= What the exercise asks =
A complete answer lists every line of the entries below where the string "snake" appears.

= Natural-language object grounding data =
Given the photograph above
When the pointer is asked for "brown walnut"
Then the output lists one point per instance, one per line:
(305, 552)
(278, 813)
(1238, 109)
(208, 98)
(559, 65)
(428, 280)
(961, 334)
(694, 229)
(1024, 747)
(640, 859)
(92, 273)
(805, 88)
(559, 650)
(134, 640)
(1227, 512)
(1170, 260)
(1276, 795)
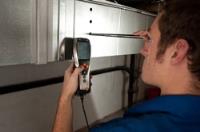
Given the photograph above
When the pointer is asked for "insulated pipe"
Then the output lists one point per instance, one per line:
(40, 83)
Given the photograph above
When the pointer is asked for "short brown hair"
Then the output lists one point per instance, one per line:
(180, 19)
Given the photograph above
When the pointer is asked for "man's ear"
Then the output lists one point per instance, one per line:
(180, 50)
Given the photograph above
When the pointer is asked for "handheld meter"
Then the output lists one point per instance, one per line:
(82, 55)
(78, 49)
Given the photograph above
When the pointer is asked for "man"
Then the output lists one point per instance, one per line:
(172, 62)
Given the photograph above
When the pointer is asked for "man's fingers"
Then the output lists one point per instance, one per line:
(77, 71)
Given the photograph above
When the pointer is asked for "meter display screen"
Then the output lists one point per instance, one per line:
(83, 50)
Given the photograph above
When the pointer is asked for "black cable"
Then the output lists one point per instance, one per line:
(86, 120)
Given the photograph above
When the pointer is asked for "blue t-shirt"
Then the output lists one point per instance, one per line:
(169, 113)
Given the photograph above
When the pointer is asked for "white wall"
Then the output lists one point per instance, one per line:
(34, 110)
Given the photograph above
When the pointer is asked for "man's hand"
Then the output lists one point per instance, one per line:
(70, 81)
(63, 121)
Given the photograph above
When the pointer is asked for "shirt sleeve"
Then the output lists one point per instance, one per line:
(119, 125)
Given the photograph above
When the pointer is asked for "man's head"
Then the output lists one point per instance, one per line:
(173, 55)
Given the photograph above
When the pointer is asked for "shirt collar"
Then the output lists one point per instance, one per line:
(187, 106)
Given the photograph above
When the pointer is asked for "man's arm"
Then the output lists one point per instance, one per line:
(63, 121)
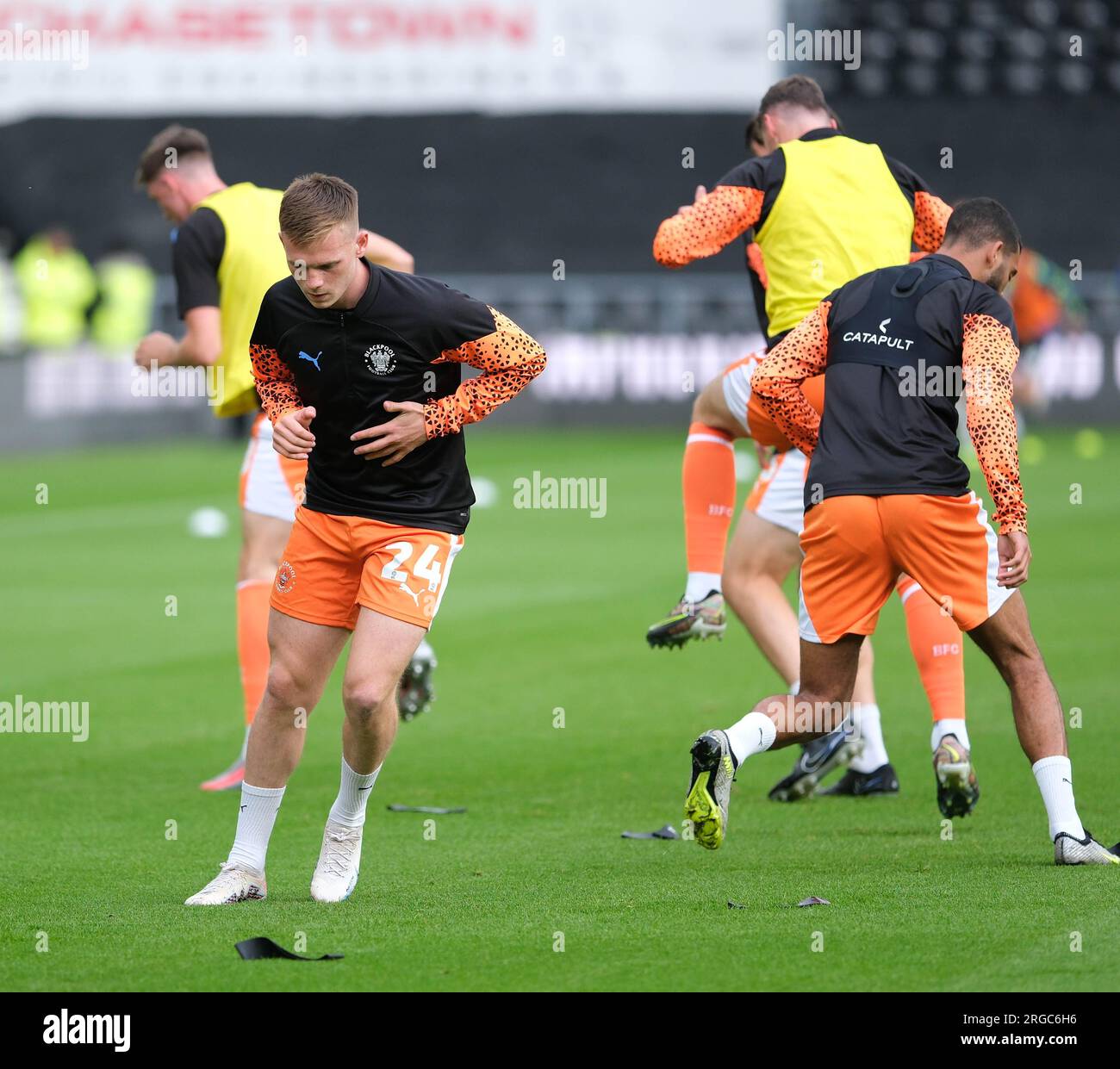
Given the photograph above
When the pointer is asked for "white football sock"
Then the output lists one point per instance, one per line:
(874, 752)
(751, 735)
(1054, 776)
(702, 583)
(353, 792)
(942, 728)
(258, 807)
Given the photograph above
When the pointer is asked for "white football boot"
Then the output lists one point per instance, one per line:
(1070, 851)
(339, 858)
(232, 885)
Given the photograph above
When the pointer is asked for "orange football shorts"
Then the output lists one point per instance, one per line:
(856, 548)
(334, 565)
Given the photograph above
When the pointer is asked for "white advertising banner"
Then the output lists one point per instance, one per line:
(121, 57)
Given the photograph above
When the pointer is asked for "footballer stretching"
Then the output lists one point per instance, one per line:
(358, 370)
(887, 493)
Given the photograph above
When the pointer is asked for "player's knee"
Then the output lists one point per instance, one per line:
(364, 699)
(284, 690)
(1019, 658)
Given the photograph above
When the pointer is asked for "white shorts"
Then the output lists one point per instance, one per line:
(736, 383)
(779, 494)
(270, 485)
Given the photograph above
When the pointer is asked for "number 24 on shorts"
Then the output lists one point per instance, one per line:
(426, 567)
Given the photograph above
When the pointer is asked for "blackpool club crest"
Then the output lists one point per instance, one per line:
(380, 359)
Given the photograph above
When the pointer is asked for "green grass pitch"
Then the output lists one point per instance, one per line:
(545, 612)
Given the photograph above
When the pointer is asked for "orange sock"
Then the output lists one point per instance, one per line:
(253, 642)
(939, 650)
(708, 482)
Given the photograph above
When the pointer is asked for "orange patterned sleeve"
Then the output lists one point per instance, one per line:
(704, 228)
(276, 384)
(930, 214)
(776, 382)
(989, 355)
(510, 359)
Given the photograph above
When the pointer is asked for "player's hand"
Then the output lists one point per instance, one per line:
(291, 437)
(158, 347)
(1014, 559)
(395, 439)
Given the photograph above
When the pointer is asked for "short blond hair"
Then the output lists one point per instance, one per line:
(314, 205)
(165, 152)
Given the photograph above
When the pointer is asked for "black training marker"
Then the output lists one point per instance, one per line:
(262, 948)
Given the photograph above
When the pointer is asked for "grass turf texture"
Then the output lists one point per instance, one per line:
(545, 610)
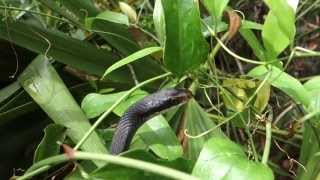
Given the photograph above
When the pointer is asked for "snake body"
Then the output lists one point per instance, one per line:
(141, 111)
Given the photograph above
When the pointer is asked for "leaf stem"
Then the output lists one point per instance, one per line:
(106, 113)
(41, 166)
(267, 145)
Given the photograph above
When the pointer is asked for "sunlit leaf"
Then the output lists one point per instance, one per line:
(112, 171)
(44, 85)
(216, 8)
(159, 22)
(185, 47)
(225, 160)
(133, 57)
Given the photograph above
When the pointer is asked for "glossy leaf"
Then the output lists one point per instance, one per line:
(155, 133)
(185, 47)
(279, 28)
(288, 84)
(112, 171)
(81, 8)
(216, 8)
(158, 21)
(44, 85)
(160, 138)
(48, 145)
(197, 122)
(109, 16)
(129, 59)
(225, 160)
(271, 31)
(8, 91)
(285, 16)
(254, 43)
(79, 54)
(118, 36)
(129, 11)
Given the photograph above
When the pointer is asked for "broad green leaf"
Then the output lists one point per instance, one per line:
(129, 11)
(17, 111)
(286, 83)
(8, 91)
(79, 54)
(274, 39)
(216, 8)
(109, 16)
(285, 17)
(129, 59)
(81, 8)
(44, 85)
(161, 138)
(185, 47)
(197, 122)
(112, 171)
(155, 133)
(254, 43)
(118, 36)
(159, 22)
(48, 145)
(278, 29)
(223, 159)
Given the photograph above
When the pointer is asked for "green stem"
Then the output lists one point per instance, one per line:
(33, 12)
(123, 161)
(267, 145)
(106, 113)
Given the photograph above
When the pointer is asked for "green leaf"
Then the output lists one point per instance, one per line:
(278, 29)
(155, 133)
(8, 91)
(113, 171)
(216, 8)
(118, 36)
(79, 54)
(286, 83)
(109, 16)
(274, 40)
(46, 88)
(161, 138)
(185, 47)
(225, 160)
(159, 22)
(133, 57)
(48, 145)
(254, 43)
(81, 8)
(285, 16)
(197, 122)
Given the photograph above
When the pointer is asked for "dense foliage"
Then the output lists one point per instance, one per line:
(75, 66)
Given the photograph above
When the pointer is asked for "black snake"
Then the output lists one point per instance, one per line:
(141, 111)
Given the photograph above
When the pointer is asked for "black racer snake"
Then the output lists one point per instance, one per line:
(140, 112)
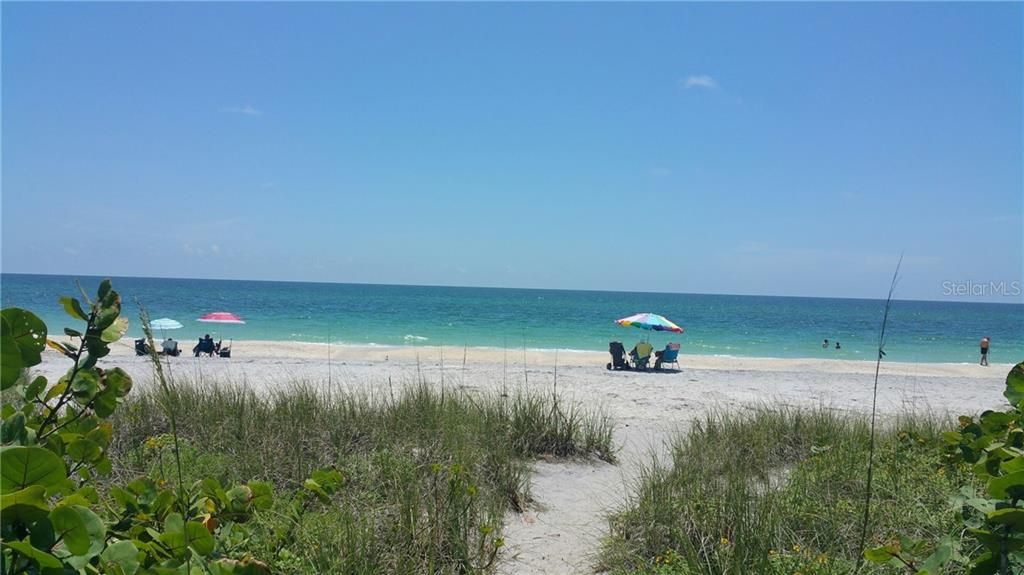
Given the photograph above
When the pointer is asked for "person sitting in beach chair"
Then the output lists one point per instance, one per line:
(170, 347)
(617, 351)
(669, 355)
(206, 346)
(641, 355)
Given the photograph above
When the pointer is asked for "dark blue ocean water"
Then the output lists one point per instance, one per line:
(396, 315)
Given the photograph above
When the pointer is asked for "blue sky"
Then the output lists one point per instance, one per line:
(738, 148)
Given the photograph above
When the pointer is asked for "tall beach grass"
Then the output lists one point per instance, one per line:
(780, 490)
(428, 473)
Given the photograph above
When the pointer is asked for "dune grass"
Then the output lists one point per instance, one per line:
(428, 475)
(780, 490)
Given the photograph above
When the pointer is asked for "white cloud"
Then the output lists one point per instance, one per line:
(245, 109)
(706, 82)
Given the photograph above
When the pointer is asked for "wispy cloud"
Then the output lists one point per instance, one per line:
(246, 109)
(705, 82)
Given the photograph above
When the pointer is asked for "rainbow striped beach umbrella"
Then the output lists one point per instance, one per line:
(651, 321)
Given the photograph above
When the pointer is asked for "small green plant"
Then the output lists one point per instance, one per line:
(55, 444)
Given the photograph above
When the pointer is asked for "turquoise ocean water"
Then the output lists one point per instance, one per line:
(408, 315)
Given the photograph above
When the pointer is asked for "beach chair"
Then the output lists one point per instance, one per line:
(670, 355)
(641, 355)
(617, 352)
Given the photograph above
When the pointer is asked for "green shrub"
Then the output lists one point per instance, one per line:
(780, 490)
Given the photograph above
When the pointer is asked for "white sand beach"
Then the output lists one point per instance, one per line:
(561, 531)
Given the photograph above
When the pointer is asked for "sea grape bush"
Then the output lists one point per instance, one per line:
(54, 444)
(991, 446)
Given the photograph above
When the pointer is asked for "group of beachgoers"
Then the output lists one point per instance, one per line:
(206, 346)
(639, 356)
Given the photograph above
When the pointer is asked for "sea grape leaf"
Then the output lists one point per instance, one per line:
(179, 535)
(26, 506)
(74, 308)
(23, 338)
(81, 530)
(1007, 486)
(1015, 385)
(1010, 516)
(22, 467)
(29, 334)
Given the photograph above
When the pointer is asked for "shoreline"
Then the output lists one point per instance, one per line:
(457, 355)
(562, 528)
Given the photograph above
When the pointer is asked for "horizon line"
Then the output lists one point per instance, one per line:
(506, 288)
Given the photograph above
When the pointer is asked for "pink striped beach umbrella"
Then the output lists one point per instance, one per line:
(221, 317)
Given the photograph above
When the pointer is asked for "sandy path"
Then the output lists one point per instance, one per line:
(562, 530)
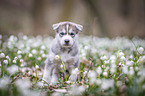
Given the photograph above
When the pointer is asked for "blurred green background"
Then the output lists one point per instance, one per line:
(101, 18)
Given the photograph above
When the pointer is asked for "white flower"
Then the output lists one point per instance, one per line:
(39, 58)
(75, 71)
(43, 47)
(12, 69)
(98, 81)
(119, 83)
(21, 60)
(30, 55)
(43, 55)
(5, 61)
(36, 66)
(105, 74)
(8, 58)
(39, 84)
(129, 63)
(25, 37)
(92, 74)
(23, 84)
(103, 57)
(81, 88)
(125, 69)
(99, 70)
(131, 71)
(106, 61)
(140, 50)
(57, 57)
(113, 57)
(19, 56)
(34, 51)
(2, 55)
(123, 58)
(106, 84)
(1, 36)
(120, 53)
(19, 52)
(61, 66)
(4, 82)
(15, 58)
(14, 61)
(112, 70)
(84, 73)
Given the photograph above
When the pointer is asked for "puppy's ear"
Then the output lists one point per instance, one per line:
(79, 27)
(55, 26)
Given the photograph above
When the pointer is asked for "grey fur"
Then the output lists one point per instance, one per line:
(68, 52)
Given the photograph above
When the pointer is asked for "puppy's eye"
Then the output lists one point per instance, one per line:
(61, 34)
(72, 34)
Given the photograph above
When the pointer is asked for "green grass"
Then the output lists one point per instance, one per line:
(108, 67)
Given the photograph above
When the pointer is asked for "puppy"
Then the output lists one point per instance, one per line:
(65, 45)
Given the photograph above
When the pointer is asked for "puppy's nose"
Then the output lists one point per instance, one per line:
(67, 41)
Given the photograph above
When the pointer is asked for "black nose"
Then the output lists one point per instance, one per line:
(67, 41)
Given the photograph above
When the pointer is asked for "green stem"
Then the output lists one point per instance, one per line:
(36, 74)
(63, 68)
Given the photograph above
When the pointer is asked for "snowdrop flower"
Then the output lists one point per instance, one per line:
(36, 66)
(5, 61)
(4, 82)
(105, 74)
(57, 57)
(61, 66)
(106, 61)
(40, 84)
(12, 69)
(98, 81)
(106, 84)
(41, 52)
(30, 55)
(43, 55)
(39, 58)
(25, 37)
(125, 69)
(75, 71)
(113, 57)
(140, 50)
(112, 70)
(92, 74)
(131, 71)
(23, 85)
(1, 36)
(34, 51)
(14, 61)
(2, 55)
(43, 47)
(84, 73)
(120, 53)
(122, 58)
(19, 56)
(119, 83)
(81, 88)
(103, 57)
(21, 60)
(19, 52)
(8, 58)
(129, 63)
(15, 58)
(99, 70)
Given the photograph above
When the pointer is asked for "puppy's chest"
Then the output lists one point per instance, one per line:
(66, 57)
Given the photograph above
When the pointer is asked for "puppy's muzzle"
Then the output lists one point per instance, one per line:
(67, 41)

= Reply =
When the pointer is asked for "snake body"
When the pointer is asked for "black snake"
When the pointer is asked for "black racer snake"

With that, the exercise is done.